## WRITTEN PROBLEM
Rewrite the lines below, switching every "instance" to "occurrence" and keeping everything else the same.

## Dataset entries
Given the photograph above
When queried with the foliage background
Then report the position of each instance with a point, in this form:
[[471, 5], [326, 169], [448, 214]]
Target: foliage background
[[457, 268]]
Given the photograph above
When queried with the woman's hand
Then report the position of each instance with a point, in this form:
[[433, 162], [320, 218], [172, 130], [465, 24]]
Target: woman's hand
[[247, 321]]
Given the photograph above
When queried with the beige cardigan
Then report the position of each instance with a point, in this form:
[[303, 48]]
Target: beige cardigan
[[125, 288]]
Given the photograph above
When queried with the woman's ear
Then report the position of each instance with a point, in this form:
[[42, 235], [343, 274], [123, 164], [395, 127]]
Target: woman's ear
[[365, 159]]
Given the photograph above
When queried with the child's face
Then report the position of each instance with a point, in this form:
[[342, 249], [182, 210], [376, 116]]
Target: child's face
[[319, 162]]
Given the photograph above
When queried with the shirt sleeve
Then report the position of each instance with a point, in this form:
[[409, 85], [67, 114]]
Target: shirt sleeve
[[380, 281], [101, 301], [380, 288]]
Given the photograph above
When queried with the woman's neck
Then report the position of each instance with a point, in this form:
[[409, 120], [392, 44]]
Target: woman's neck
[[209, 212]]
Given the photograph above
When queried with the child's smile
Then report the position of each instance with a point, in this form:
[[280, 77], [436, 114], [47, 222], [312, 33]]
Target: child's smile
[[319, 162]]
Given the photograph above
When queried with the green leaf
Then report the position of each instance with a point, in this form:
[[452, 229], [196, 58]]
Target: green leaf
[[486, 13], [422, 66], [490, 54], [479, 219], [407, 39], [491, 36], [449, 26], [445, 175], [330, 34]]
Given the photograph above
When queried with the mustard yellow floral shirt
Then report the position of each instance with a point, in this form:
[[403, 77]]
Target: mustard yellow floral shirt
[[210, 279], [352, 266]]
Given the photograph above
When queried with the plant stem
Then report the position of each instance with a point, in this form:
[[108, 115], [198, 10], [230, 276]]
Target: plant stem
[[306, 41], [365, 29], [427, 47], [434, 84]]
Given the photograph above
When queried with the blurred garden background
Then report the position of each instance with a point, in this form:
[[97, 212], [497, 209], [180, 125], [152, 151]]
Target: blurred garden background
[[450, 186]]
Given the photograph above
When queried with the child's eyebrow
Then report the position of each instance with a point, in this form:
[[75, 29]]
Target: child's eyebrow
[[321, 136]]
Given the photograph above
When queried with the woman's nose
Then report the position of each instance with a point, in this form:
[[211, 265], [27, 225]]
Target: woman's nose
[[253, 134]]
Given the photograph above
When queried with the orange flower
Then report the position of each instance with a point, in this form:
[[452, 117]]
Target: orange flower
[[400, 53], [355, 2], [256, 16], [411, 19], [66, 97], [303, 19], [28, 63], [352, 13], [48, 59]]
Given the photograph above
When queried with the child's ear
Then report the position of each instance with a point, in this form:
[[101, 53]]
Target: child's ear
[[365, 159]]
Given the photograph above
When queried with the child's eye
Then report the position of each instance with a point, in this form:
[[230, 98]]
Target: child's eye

## TASK RESPONSE
Given the photograph above
When queried with the foliage background
Then report the position of each occurrence with a point, in this form:
[[471, 5], [326, 169], [448, 214]]
Target: foliage background
[[457, 268]]
Given the photograph above
When queried with the woman's hand
Then report the position of each occurrence with a point, in this form:
[[433, 162], [320, 218], [172, 130], [465, 24]]
Target: woman's hand
[[247, 321]]
Given the photograph above
When queried with the beige cardigan
Then report the position of each occurrence with a point, in this form:
[[303, 48]]
Target: beige cardigan
[[125, 288]]
Given the photograph above
When queried with the woman's ear
Then report the position of each occurrence with a point, in this form:
[[42, 235], [343, 274], [123, 164], [395, 127]]
Target: woman's ear
[[365, 159]]
Given the photograph above
When queried with the child's face
Then report the position of each occurrence with a point, in this form:
[[342, 249], [182, 210], [376, 116]]
Target: child's face
[[319, 162]]
Given the photograph above
When queried with the shirt sleeve
Then report the position of each occurrence with a point, in this form:
[[409, 85], [67, 114]]
Target: shirt sleeve
[[380, 281], [101, 301], [380, 288]]
Given the photograph above
When queried with the woman's neck
Then report the position of each occurrence with a point, in this form:
[[409, 120], [392, 44]]
Target: woman's neck
[[209, 212]]
Given the photograph above
When queried with the child's smile
Then report the position of each occurrence with a point, in this form:
[[280, 77], [436, 114], [47, 222], [312, 33]]
Target: child's smile
[[319, 162]]
Given the photograph above
When queried with the green leaf
Then report the position of each occurrence with a point, in this form:
[[452, 229], [196, 58]]
Target: green leaf
[[486, 13], [422, 66], [490, 54], [479, 219], [407, 39], [491, 36], [449, 26], [445, 175], [330, 34]]
Given the photograph above
When queried with the mustard yellow floral shirt
Then report the position of each occurrence with a point, in this form:
[[403, 77]]
Target: mustard yellow floral shirt
[[210, 279], [352, 266]]
Given the photograph above
When queried with the plant stem
Then report the position of each occurrence with a point, in this form:
[[108, 115], [198, 10], [230, 276]]
Target: plant stem
[[306, 41], [365, 29], [427, 47], [434, 84]]
Given the photograph above
When queried with the blurred garden background
Then report the position of each occurrence with a point, in this form:
[[97, 212], [497, 209], [180, 125], [152, 151]]
Target: blurred garden background
[[450, 186]]
Given the photograph above
When queried with the child's eyebrow
Then report the position of each occurrence with a point, in this form:
[[75, 29]]
Target: child's eyebrow
[[321, 136]]
Given the photograph above
When queried with the woman's nose
Then report the position of each occurrence with a point, in this form:
[[211, 265], [27, 225]]
Target: woman's nose
[[253, 134]]
Given the photograph above
When queried with the orange flower
Then report the position of each occurrence with a point, in this form:
[[452, 117]]
Target: orange flower
[[400, 53], [355, 2], [256, 16], [411, 19], [66, 97], [303, 19], [28, 63], [352, 13], [48, 59]]
Given the photograph above
When queried with the child's ear
Then report the position of each occurrence with a point, in this form:
[[101, 53]]
Target: child's ear
[[365, 159]]
Given the photograph above
When queried with the child's eye
Then report the position of each occurrence with a point, in this form:
[[230, 98]]
Target: child's eye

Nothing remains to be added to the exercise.